**Exercise details:** Show, unchanged, each line below that contains the word "leaf".

Labeled-object pointing entries
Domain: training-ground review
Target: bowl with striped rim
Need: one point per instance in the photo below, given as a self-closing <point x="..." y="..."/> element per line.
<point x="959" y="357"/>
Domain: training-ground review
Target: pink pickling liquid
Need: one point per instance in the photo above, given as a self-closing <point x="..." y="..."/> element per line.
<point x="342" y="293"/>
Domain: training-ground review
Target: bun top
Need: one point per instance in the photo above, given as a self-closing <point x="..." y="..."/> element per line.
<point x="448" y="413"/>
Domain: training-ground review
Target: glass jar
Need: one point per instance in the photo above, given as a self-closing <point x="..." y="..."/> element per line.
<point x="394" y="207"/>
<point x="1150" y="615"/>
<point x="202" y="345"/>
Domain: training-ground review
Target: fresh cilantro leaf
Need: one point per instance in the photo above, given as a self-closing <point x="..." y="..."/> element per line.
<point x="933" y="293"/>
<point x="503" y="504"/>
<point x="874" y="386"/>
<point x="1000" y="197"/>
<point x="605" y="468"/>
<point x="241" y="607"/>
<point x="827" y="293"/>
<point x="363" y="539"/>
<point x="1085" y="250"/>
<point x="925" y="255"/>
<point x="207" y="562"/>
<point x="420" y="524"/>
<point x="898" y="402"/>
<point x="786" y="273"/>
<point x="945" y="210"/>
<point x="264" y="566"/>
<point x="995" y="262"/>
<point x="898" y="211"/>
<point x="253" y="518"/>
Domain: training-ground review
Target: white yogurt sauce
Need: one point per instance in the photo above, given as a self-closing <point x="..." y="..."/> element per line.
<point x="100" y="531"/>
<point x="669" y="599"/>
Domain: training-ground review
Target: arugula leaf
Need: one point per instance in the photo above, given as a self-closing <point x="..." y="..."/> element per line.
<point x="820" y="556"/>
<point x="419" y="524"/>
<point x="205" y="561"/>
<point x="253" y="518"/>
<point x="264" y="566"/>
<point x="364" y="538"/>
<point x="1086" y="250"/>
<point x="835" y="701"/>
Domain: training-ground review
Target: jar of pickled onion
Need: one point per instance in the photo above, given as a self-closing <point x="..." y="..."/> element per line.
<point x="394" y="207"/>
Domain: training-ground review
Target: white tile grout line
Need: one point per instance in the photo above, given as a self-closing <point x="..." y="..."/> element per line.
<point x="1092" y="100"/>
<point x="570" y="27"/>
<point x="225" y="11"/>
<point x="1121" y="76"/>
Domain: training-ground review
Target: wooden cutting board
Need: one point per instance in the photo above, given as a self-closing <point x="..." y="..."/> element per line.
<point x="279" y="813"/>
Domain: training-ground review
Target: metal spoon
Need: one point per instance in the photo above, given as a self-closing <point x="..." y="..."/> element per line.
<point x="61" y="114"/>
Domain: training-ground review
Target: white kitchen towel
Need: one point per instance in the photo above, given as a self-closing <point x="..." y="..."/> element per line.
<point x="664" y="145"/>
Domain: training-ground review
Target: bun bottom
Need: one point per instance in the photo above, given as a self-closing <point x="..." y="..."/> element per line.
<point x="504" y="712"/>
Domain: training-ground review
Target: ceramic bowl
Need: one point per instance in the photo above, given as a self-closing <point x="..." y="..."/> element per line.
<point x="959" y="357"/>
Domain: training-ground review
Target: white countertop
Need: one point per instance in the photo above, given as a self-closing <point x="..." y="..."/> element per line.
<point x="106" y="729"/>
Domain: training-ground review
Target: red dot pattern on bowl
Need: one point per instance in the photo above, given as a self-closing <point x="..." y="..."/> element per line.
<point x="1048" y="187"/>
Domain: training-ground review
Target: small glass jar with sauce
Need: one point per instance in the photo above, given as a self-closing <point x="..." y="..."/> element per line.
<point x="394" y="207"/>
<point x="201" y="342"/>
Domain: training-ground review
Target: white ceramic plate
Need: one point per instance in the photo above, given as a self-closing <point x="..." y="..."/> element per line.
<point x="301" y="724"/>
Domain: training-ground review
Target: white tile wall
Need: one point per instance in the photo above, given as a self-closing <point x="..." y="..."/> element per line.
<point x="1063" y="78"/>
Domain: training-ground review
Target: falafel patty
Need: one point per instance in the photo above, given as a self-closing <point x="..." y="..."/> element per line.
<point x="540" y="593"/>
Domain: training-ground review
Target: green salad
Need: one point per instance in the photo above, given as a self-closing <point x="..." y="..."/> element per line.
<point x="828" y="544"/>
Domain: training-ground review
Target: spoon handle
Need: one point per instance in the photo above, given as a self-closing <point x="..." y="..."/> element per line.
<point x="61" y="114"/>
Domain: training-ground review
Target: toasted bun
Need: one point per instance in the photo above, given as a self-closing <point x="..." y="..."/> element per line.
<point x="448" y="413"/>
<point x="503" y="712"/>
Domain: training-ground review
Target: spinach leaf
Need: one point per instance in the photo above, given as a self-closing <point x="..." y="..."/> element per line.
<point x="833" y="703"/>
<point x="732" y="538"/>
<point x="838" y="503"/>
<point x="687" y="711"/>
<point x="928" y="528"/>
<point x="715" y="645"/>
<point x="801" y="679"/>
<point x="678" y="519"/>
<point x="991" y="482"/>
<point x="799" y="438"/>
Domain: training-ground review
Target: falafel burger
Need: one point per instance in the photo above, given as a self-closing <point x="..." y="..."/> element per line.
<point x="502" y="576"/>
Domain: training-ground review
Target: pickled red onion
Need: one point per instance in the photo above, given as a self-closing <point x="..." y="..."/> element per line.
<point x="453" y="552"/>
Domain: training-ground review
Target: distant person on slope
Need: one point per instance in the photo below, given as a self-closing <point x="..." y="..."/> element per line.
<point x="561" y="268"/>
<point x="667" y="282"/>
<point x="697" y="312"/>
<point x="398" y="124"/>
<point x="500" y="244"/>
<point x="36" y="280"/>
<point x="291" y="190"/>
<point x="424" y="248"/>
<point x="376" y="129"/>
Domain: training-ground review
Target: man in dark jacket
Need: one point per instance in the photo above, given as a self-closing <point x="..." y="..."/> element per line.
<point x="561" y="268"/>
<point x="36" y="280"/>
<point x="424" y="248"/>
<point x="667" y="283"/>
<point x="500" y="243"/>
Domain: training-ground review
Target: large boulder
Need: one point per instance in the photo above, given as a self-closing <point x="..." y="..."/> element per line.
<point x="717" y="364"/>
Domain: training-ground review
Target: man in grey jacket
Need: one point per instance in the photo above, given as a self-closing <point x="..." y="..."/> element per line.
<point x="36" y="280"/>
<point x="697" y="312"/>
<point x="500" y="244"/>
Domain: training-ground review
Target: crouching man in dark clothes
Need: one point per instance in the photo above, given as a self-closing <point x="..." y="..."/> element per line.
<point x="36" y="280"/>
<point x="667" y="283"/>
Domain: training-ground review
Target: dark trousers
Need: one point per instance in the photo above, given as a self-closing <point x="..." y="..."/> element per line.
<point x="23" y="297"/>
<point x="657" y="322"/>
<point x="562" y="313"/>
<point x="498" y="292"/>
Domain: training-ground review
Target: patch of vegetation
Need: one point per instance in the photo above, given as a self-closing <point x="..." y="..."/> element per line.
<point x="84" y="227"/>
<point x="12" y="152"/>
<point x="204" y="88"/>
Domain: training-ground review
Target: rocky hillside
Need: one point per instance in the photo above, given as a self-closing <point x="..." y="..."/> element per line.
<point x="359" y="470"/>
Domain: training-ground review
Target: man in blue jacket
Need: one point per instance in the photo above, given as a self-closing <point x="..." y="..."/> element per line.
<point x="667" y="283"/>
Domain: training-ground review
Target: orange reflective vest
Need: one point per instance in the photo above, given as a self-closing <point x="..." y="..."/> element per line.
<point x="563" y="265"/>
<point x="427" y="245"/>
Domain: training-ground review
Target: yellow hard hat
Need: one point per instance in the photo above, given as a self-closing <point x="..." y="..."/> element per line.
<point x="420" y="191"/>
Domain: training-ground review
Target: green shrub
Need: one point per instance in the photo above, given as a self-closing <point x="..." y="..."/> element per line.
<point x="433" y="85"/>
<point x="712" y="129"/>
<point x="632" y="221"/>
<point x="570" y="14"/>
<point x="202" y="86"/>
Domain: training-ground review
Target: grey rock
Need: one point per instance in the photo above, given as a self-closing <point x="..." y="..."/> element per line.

**Answer to this problem:**
Target: fresh cilantro leaf
Target: arugula leaf
Target: spinach leaf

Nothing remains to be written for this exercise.